* Exercise details *
Could you print, unchanged, the lines from the one holding "of the fighter" through the one holding "[[342, 551], [125, 415], [709, 581]]", both ends included?

* Record list *

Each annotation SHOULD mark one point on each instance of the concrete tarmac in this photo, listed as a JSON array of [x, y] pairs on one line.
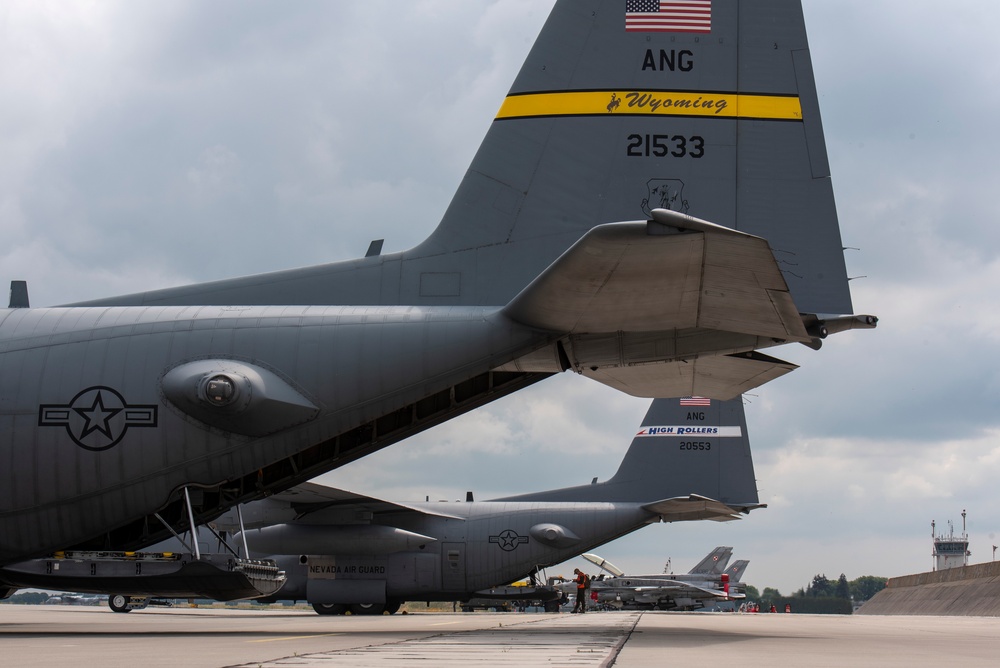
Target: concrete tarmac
[[216, 638]]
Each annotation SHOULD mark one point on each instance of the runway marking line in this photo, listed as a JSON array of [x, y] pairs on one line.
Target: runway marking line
[[315, 635]]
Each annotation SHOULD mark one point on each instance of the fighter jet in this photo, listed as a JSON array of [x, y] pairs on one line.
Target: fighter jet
[[342, 551], [125, 415], [709, 581]]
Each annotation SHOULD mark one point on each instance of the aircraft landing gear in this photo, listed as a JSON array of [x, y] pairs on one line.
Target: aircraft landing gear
[[329, 608], [119, 603], [367, 608]]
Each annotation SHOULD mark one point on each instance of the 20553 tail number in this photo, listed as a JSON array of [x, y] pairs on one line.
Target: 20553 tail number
[[696, 445], [661, 146]]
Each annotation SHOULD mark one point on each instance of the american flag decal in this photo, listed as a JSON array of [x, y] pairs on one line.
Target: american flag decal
[[696, 401], [668, 16]]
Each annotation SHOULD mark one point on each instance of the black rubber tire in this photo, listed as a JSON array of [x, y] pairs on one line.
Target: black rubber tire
[[367, 608], [329, 608], [119, 603]]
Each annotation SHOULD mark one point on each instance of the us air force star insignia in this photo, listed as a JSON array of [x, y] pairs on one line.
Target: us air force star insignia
[[97, 418], [508, 540]]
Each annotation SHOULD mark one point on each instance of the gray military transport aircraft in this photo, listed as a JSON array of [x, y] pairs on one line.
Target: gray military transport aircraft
[[125, 414], [343, 551]]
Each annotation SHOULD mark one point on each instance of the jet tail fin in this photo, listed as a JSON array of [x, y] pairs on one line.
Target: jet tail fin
[[737, 570], [713, 563], [690, 459], [609, 119]]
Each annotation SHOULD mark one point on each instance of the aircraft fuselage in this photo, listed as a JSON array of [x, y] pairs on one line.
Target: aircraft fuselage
[[108, 412]]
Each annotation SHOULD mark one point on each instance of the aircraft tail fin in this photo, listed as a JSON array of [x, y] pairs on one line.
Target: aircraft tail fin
[[689, 460], [737, 570], [714, 563], [614, 114]]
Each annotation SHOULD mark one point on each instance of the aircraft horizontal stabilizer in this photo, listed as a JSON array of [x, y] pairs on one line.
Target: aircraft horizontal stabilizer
[[655, 276], [310, 502], [718, 377], [603, 564], [670, 307], [695, 507]]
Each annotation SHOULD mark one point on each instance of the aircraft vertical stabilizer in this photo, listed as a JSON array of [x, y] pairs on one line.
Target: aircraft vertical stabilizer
[[609, 119], [691, 455]]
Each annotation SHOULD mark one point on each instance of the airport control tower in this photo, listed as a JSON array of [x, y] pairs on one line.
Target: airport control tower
[[950, 551]]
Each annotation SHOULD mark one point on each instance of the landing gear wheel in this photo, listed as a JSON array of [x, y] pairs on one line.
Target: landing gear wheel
[[119, 603], [329, 608]]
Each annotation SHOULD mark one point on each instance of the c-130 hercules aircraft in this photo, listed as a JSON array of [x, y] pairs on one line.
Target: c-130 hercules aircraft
[[113, 411]]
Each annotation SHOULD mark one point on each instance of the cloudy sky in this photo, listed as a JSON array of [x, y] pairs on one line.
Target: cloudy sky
[[144, 145]]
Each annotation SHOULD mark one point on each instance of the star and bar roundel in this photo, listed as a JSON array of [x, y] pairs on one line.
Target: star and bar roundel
[[97, 418]]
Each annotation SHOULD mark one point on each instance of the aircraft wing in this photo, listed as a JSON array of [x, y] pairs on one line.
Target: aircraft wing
[[696, 507]]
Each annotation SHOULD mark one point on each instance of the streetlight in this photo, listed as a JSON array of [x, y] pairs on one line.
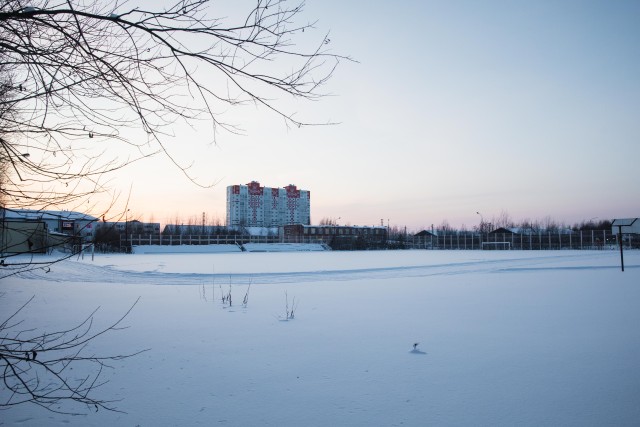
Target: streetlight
[[126, 231]]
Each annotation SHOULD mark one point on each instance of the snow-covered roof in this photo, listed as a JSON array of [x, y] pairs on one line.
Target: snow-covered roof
[[47, 215]]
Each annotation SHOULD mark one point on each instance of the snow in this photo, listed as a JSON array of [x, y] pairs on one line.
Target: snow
[[528, 338]]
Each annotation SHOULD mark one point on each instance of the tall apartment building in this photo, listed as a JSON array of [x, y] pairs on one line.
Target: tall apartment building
[[254, 206]]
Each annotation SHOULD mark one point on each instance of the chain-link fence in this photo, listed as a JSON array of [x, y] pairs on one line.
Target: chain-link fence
[[542, 240]]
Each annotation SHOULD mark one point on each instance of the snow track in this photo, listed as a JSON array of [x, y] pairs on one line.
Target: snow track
[[150, 270]]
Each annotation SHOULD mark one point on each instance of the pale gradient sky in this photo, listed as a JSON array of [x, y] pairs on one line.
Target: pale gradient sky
[[455, 107]]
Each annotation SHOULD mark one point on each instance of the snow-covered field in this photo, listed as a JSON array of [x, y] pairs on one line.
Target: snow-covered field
[[507, 338]]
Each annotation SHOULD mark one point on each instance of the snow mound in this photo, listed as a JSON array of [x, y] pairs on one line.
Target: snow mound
[[283, 247], [184, 249]]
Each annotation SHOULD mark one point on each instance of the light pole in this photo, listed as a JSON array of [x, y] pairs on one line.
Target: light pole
[[126, 231]]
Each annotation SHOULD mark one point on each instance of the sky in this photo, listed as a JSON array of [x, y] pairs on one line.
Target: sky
[[454, 111]]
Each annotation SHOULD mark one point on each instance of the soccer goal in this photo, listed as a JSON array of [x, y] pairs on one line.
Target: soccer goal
[[492, 246]]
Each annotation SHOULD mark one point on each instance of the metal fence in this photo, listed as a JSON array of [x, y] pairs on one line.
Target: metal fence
[[547, 240], [542, 240]]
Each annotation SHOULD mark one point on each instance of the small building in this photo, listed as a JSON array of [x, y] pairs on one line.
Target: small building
[[20, 236], [336, 236], [69, 223]]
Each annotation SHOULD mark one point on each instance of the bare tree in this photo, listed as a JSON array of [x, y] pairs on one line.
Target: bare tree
[[83, 72], [84, 81], [37, 366]]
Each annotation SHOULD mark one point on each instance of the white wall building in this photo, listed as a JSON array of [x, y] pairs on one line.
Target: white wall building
[[254, 206]]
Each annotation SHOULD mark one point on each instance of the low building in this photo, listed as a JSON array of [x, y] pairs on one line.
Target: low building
[[70, 223], [336, 236]]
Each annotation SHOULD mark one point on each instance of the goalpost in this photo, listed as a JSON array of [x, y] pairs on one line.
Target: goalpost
[[496, 246]]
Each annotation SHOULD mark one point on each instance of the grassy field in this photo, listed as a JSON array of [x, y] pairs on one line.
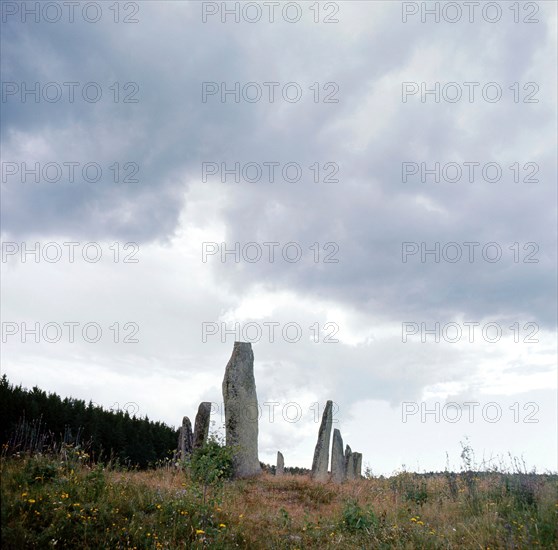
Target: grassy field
[[64, 502]]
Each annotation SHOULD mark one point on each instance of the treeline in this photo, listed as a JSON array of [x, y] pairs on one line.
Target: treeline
[[33, 420]]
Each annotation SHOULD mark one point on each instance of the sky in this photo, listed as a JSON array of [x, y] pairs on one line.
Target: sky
[[365, 190]]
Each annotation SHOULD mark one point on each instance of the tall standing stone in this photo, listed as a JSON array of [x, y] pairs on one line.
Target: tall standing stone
[[241, 410], [337, 458], [185, 438], [349, 463], [357, 461], [321, 452], [201, 426], [280, 469]]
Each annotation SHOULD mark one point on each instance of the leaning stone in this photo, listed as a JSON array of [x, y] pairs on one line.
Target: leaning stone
[[337, 458], [349, 463], [357, 464], [280, 469], [186, 439], [241, 410], [321, 452], [201, 426]]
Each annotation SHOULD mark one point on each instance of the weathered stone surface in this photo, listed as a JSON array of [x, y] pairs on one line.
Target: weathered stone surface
[[241, 410], [280, 469], [357, 464], [321, 452], [337, 458], [185, 438], [201, 426], [349, 463]]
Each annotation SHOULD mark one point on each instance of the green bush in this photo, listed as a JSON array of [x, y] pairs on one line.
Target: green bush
[[211, 463]]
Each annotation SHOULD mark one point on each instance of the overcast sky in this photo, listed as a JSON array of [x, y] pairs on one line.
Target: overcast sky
[[136, 118]]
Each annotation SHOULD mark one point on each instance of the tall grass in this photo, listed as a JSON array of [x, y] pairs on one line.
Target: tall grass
[[65, 500]]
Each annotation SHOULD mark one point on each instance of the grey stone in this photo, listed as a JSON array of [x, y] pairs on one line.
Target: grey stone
[[349, 463], [357, 464], [185, 439], [337, 458], [321, 452], [241, 410], [280, 469], [201, 426]]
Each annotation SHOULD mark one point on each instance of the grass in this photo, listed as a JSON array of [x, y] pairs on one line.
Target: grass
[[63, 501]]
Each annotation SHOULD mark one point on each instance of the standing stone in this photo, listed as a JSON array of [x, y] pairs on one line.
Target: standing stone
[[201, 426], [241, 410], [337, 458], [349, 463], [357, 462], [280, 469], [185, 438], [321, 452]]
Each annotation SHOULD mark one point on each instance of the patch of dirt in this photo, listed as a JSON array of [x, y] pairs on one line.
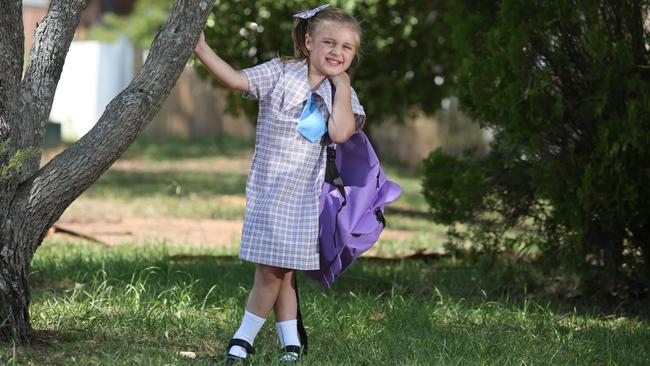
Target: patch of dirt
[[137, 230], [179, 231]]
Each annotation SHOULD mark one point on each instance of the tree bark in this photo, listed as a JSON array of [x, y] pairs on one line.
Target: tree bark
[[32, 199]]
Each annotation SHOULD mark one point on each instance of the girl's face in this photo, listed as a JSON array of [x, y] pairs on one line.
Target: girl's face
[[332, 48]]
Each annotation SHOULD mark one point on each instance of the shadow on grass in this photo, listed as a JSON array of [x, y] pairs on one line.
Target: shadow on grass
[[419, 277], [145, 304]]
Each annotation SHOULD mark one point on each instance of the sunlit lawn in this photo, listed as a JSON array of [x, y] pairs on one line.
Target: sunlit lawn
[[126, 305]]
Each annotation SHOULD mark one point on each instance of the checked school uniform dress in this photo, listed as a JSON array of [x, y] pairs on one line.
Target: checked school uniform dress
[[287, 170]]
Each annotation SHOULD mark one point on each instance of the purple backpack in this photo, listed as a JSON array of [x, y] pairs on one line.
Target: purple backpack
[[352, 203]]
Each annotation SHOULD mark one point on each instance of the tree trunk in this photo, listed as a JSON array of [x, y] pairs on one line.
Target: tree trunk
[[14, 307], [33, 198]]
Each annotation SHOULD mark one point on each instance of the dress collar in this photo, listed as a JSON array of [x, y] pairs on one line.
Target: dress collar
[[297, 88]]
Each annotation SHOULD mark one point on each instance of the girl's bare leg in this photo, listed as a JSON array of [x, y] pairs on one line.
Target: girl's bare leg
[[286, 306], [267, 285]]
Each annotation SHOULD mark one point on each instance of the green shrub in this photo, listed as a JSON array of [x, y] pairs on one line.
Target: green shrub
[[565, 87]]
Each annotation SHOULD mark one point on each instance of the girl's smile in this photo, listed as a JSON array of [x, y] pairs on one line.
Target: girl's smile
[[331, 49]]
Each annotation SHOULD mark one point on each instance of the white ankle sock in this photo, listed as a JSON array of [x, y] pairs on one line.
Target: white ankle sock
[[250, 326], [288, 333]]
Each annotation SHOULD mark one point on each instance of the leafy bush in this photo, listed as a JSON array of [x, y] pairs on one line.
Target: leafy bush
[[565, 87]]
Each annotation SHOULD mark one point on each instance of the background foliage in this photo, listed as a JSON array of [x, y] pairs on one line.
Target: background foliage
[[565, 87], [403, 67]]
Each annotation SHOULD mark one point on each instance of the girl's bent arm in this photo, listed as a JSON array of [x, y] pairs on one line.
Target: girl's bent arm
[[220, 69], [341, 124]]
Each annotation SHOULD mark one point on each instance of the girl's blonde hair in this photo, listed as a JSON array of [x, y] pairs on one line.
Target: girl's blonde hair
[[301, 27]]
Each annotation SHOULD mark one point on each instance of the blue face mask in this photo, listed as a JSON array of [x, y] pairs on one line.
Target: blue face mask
[[311, 125]]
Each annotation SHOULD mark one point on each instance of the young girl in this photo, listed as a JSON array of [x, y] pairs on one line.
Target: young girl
[[305, 103]]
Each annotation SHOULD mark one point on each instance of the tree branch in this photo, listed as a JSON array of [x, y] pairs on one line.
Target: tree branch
[[42, 199], [11, 65], [46, 58]]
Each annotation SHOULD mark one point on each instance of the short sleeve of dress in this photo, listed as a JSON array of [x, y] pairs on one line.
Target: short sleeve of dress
[[262, 79], [357, 109]]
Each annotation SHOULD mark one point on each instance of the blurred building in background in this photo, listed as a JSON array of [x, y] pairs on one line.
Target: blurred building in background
[[95, 72]]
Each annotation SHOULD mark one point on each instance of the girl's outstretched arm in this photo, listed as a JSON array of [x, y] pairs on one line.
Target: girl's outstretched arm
[[218, 68]]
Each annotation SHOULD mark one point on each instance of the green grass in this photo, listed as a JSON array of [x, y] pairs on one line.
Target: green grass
[[126, 305], [142, 305]]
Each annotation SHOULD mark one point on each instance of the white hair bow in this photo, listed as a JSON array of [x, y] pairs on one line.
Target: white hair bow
[[310, 13]]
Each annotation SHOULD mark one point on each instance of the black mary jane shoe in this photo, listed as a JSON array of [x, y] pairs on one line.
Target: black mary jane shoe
[[291, 354], [236, 360]]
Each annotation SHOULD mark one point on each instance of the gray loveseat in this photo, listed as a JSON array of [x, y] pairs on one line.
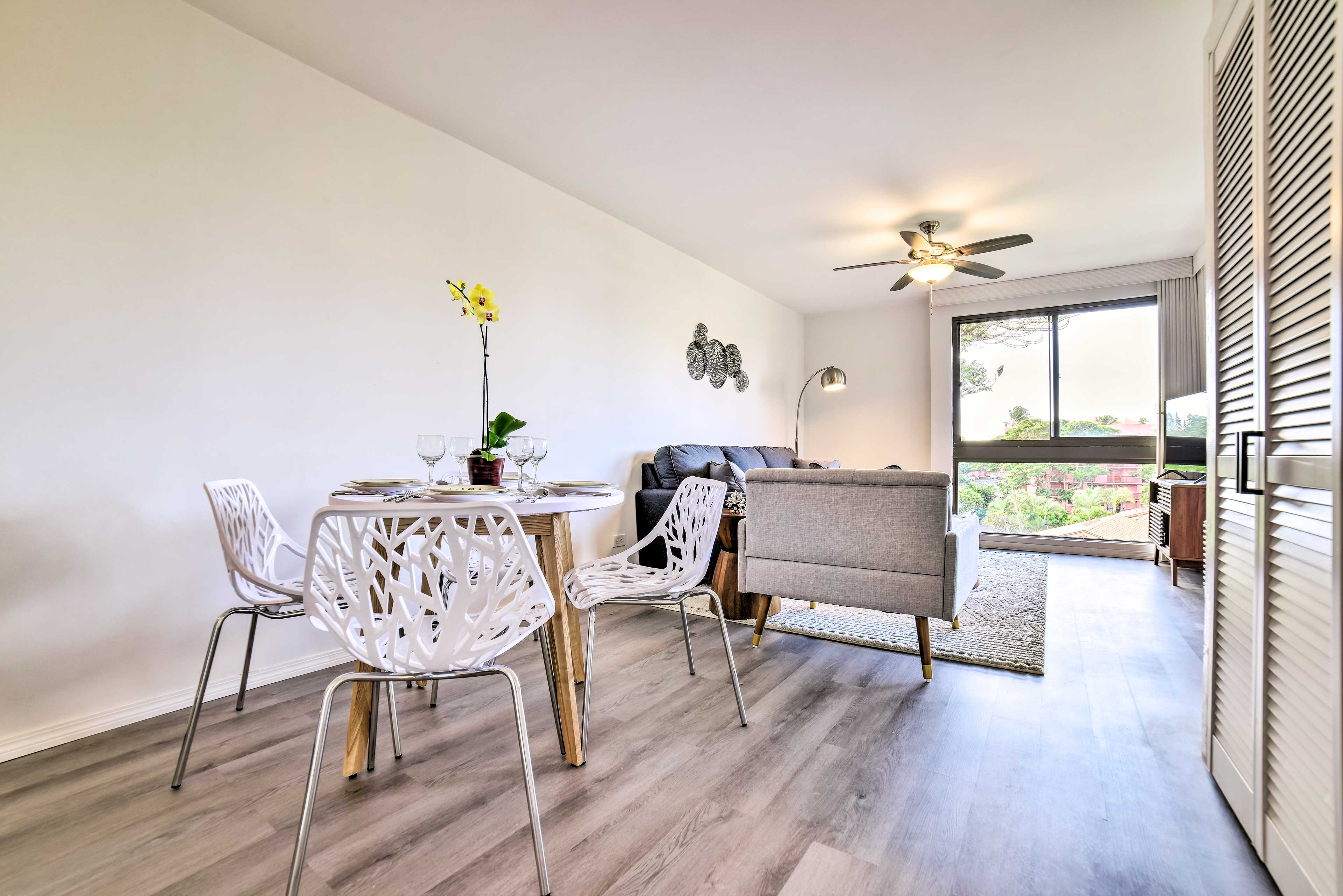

* Exercise response *
Each annotation SHOULD mark one point on each instance of the fighter jet in this photo, listed as a JSON array of [x, y] pairs on one line.
Target: fighter jet
[[342, 551], [125, 415], [709, 581]]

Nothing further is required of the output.